Dataset extract:
—————
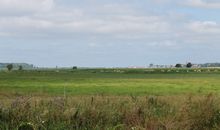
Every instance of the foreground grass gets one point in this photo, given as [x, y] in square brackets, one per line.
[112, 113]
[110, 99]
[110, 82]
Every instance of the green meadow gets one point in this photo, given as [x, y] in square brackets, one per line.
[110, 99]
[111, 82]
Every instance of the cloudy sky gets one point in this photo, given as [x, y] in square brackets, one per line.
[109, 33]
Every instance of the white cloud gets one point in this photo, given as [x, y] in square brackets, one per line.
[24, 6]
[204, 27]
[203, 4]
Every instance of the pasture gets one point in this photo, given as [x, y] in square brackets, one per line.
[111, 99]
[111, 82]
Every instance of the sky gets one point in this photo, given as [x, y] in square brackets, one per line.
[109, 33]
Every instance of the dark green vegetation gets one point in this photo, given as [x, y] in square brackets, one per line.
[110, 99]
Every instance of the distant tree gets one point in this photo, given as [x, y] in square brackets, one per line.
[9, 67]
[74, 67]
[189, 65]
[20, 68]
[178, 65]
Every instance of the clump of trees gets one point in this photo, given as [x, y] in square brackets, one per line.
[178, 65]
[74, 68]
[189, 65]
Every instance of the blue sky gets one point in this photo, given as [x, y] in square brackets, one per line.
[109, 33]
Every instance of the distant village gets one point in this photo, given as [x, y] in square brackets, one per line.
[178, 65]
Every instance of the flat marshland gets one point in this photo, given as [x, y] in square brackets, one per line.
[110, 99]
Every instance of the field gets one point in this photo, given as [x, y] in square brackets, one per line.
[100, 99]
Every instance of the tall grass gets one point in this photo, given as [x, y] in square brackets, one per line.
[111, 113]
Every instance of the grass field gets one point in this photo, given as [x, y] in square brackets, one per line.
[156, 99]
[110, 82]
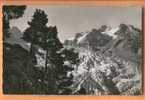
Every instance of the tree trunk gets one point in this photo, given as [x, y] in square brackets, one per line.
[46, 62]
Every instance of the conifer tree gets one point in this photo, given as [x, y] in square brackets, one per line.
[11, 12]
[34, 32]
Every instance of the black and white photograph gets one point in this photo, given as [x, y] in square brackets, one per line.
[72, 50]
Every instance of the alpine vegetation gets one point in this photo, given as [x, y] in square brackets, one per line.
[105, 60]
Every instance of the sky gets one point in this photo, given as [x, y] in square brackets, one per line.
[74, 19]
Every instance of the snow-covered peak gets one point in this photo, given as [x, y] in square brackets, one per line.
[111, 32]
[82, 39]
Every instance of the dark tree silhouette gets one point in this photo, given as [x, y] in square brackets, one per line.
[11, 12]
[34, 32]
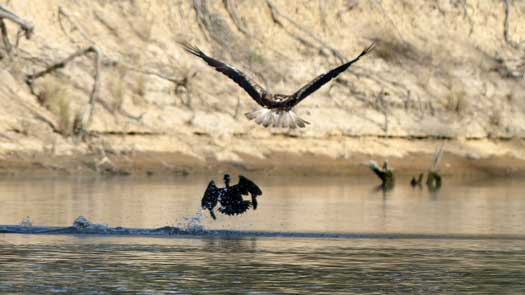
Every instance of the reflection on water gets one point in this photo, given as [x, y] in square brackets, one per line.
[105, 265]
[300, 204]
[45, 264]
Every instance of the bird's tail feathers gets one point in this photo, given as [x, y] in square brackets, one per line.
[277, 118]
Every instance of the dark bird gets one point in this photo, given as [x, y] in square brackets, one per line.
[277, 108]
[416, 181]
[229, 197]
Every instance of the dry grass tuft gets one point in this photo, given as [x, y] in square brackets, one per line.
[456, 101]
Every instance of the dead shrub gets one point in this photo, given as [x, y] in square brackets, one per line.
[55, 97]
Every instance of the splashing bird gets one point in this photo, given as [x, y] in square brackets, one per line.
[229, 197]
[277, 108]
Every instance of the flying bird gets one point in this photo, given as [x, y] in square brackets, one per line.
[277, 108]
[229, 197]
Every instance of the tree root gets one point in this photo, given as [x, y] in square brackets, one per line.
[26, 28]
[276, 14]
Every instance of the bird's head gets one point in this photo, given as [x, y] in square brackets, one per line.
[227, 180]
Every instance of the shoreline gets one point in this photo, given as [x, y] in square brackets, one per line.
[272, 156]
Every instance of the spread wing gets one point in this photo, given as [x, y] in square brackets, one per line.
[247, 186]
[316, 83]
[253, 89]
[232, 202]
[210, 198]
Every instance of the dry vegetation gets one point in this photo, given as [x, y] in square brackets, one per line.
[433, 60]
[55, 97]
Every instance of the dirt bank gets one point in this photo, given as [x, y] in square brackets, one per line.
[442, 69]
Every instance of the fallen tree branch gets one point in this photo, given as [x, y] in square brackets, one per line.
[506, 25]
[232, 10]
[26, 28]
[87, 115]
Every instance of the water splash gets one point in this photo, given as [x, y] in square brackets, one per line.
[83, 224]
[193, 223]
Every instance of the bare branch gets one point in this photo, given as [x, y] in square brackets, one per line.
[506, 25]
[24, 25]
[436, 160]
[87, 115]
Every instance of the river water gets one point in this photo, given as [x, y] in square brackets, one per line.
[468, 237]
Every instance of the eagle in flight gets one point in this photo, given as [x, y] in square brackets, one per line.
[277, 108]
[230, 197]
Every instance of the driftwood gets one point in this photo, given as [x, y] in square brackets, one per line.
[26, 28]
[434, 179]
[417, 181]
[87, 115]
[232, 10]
—————
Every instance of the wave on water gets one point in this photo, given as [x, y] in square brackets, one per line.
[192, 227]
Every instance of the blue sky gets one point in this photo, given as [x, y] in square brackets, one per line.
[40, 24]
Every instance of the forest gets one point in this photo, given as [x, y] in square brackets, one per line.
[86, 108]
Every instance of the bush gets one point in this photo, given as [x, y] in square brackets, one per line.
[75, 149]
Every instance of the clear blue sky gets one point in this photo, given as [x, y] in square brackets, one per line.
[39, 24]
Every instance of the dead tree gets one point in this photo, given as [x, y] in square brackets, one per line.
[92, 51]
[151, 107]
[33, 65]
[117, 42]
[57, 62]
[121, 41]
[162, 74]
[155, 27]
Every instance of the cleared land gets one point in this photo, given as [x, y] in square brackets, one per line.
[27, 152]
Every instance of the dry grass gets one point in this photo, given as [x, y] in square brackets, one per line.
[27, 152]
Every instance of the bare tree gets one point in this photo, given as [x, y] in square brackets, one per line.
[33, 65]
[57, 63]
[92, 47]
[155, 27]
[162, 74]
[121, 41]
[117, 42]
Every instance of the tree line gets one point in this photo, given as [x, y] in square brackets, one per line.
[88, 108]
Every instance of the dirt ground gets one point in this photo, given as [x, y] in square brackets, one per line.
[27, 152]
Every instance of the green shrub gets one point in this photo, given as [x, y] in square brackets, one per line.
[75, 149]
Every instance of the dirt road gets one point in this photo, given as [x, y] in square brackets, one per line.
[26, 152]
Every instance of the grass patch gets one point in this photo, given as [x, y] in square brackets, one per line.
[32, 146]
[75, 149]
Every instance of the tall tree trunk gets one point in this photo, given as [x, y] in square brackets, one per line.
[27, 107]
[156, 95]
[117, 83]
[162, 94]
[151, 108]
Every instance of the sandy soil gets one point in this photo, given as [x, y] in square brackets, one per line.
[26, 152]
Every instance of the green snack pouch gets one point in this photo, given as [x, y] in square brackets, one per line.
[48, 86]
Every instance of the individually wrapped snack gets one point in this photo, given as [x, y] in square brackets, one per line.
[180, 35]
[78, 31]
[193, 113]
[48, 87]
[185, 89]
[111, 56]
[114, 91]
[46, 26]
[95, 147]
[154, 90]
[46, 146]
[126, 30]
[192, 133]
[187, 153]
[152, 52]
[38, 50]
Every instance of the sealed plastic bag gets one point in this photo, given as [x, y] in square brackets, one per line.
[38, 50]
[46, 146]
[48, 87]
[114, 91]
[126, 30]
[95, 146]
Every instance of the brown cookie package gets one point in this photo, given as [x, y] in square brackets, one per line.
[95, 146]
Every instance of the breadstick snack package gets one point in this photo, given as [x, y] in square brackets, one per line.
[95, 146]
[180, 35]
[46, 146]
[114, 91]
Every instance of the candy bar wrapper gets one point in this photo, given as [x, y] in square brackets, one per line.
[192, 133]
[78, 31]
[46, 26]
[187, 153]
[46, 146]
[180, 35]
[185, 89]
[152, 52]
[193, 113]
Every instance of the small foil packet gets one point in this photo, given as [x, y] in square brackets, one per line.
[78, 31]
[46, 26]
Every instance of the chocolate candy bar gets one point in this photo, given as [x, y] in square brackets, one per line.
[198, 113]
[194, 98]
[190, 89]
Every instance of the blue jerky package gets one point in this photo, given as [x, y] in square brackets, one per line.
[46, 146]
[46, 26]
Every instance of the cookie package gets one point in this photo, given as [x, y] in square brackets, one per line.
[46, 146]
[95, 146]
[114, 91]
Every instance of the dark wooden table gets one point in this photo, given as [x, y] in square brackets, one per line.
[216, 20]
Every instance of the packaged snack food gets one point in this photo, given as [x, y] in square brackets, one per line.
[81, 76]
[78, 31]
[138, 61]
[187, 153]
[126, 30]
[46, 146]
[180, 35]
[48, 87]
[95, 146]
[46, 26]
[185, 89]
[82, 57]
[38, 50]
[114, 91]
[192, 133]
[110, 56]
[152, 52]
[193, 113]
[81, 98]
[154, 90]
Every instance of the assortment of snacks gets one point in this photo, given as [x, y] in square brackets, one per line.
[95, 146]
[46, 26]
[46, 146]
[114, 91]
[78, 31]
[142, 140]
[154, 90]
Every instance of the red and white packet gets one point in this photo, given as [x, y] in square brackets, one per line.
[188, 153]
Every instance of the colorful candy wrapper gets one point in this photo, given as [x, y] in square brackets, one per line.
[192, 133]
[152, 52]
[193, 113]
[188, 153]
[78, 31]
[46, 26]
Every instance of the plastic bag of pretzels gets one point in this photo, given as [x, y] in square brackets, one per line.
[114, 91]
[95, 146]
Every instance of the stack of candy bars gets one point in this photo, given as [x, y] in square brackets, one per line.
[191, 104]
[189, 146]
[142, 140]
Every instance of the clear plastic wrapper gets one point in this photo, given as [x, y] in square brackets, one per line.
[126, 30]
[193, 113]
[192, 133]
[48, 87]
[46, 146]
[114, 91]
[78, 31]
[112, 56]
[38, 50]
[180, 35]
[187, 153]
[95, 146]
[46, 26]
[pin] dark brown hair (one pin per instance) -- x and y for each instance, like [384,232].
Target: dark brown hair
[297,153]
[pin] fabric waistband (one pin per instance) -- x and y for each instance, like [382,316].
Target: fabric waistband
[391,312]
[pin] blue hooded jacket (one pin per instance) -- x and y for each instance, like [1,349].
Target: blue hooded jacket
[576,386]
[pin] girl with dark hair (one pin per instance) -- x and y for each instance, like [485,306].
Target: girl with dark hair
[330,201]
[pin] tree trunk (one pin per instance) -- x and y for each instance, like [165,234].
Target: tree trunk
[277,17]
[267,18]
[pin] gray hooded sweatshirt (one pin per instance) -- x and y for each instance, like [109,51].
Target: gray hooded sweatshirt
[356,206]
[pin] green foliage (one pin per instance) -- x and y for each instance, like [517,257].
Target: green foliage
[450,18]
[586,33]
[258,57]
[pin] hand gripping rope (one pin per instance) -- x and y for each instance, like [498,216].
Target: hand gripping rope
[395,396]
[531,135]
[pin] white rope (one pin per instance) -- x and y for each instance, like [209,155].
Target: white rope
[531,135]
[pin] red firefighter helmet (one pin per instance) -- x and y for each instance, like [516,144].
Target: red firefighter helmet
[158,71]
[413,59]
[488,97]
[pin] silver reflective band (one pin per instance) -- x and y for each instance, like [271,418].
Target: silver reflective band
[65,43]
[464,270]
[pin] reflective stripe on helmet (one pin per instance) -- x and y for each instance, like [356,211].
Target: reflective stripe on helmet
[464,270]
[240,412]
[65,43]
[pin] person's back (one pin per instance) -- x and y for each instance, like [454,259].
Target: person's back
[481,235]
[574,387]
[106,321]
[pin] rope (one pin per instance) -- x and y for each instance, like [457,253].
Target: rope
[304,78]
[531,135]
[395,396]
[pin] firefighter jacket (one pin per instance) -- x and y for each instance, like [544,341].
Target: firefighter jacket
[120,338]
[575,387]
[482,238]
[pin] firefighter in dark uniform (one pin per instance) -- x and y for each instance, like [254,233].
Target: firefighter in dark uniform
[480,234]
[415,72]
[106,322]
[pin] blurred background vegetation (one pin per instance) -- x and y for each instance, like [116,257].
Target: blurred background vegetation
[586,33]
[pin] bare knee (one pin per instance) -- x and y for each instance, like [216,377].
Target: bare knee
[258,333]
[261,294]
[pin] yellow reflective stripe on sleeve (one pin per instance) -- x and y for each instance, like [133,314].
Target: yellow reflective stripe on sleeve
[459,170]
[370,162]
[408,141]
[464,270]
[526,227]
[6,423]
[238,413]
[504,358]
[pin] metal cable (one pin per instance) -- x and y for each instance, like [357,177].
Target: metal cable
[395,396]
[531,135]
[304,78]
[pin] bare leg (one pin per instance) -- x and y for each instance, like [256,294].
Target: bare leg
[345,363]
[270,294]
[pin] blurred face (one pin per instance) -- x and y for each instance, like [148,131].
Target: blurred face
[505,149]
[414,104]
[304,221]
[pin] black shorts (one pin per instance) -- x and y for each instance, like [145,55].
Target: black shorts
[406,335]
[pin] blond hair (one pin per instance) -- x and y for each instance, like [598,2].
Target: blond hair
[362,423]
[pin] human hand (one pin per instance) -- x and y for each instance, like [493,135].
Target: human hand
—————
Task requirements:
Look through the records for the string "human". Copy every line that has it.

Result of the exercise:
[pin] human hand (one pin per instance) -- x and y for each instance, like [493,135].
Target: human hand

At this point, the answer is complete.